What you will do. Rewrite the lines below, changing "For QA purposes" to "For review purposes" wherever it occurs and leaving everything else unchanged. Omit the pictures from your answer.

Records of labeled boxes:

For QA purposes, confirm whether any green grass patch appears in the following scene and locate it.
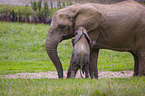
[0,22,134,74]
[0,77,145,96]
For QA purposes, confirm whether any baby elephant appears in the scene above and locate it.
[70,27,91,78]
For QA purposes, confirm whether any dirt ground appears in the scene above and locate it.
[0,70,133,79]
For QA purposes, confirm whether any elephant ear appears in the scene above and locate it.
[74,4,102,31]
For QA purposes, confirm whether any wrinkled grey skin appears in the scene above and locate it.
[70,27,91,78]
[46,1,145,78]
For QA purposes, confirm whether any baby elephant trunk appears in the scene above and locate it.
[80,54,89,78]
[74,34,90,78]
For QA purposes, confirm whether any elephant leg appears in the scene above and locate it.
[70,64,79,78]
[67,55,73,78]
[131,52,139,76]
[138,49,145,76]
[85,64,89,78]
[89,49,99,78]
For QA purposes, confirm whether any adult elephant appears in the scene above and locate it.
[46,1,145,78]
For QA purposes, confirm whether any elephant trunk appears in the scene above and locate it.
[45,32,63,78]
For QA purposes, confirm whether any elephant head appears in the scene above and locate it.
[46,4,102,78]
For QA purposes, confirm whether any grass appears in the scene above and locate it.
[0,22,145,96]
[0,77,145,96]
[0,22,134,74]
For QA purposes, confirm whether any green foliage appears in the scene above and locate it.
[0,77,145,96]
[31,0,37,11]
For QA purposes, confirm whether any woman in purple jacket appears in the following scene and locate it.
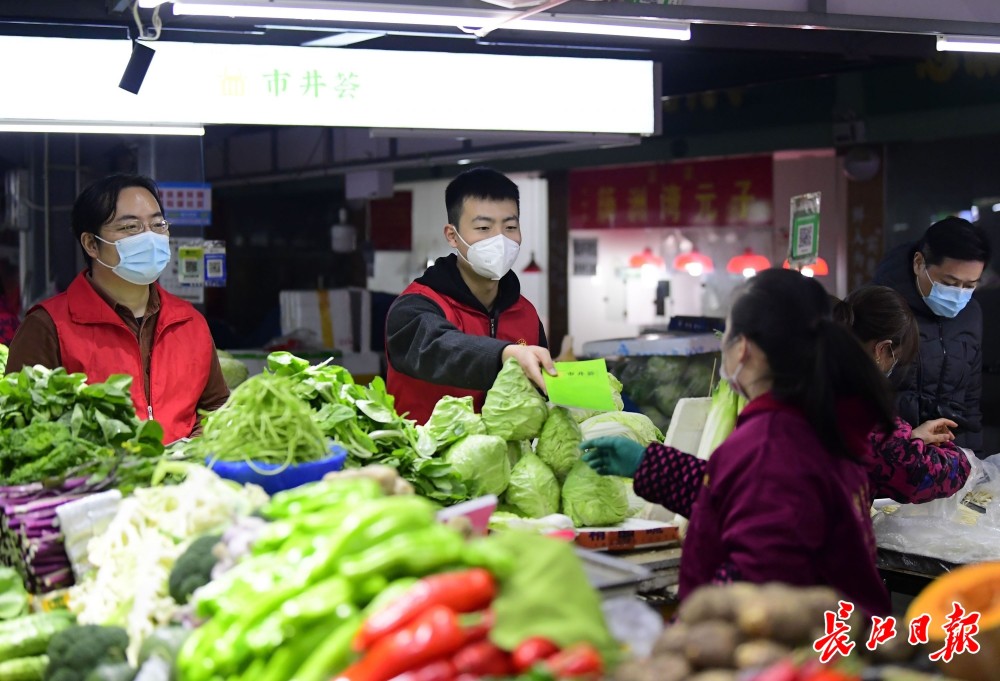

Task output.
For review purposes, confirm whether any green grass patch appears in the following scene and locate it.
[0,22,134,74]
[0,77,145,96]
For review purposes, confirm whether any baby elephant appears in the scene above and locate it.
[70,27,91,78]
For review purposes, confirm whether any dirt ground appears in the scene above and locate it.
[0,70,133,79]
For review purposes, confirm whether any elephant ear appears in the scene above and locate it.
[74,4,102,31]
For review purposes, confirm whether any wrinkled grey skin appears in the scene above and locate it.
[70,27,91,78]
[46,1,145,78]
For review purposes, confirm whether any baby elephant trunk appears in the scene above and locate it.
[80,54,89,78]
[74,34,90,78]
For review purposes, confirm whether any elephant leg appears in the scene above and locate it.
[70,64,79,78]
[67,55,73,78]
[131,52,139,76]
[138,49,145,76]
[85,64,89,78]
[89,49,99,78]
For review purposes, confirm whether any adult elephant appears in the scene above and locate it.
[46,1,145,78]
For review purposes, confirm whether any elephant trunk appears in the scene above and locate it.
[45,32,63,78]
For review purposes, confirm whether any elephant head appears in the scene above and locate it.
[46,4,102,78]
For review purposes, confirm whether any grass appears in the scene above and locate it.
[0,22,145,96]
[0,77,145,96]
[0,22,134,74]
For review purposes, confirm whether any green foliage appears in the scene above and locate it.
[0,77,145,96]
[31,0,37,11]
For review purposes, confirm whether any woman in purple jacket appears in the following scene and locate it.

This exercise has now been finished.